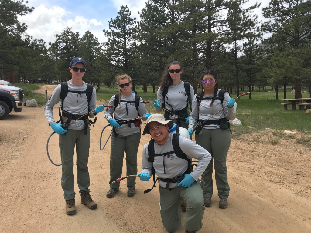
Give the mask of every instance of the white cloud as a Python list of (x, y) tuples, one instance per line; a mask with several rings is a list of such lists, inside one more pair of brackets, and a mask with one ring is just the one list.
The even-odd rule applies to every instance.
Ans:
[(19, 17), (18, 19), (28, 26), (27, 32), (29, 35), (36, 39), (43, 39), (47, 43), (55, 41), (54, 35), (60, 33), (67, 27), (72, 28), (73, 31), (78, 31), (82, 34), (90, 30), (100, 41), (105, 40), (102, 32), (104, 25), (101, 22), (80, 16), (76, 16), (73, 20), (67, 19), (70, 13), (60, 7), (48, 8), (41, 4), (31, 13)]

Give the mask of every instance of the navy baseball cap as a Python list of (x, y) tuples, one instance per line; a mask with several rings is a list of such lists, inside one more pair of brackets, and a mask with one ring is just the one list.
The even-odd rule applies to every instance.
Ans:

+--

• _CHALLENGE_
Each entry must be retyped word for word, with every image omitted.

• _TASK OUTPUT_
Give the mask of every instance of the white cloud as a Python list of (x, y) tuples, one instance per line; a mask with several rings is a list of such lists, inside one more pair of brackets, and a mask with one ring is just the one list.
The even-odd rule applies to every instance.
Ans:
[(19, 17), (18, 19), (28, 26), (27, 32), (29, 35), (36, 39), (43, 39), (47, 43), (55, 41), (54, 35), (60, 33), (67, 27), (72, 28), (73, 31), (78, 31), (82, 34), (90, 30), (100, 41), (105, 40), (102, 32), (104, 25), (101, 22), (80, 16), (76, 16), (73, 20), (67, 19), (70, 13), (60, 7), (48, 8), (41, 4), (31, 13)]

Give the mask of every instance of the navy baseball cap as a Python list of (x, y) tuples, one instance per line; a mask with several rings is a list of such lists, inside one more pair of brackets, and a mask with one ring is just the one list.
The even-odd rule applies to every instance.
Ans:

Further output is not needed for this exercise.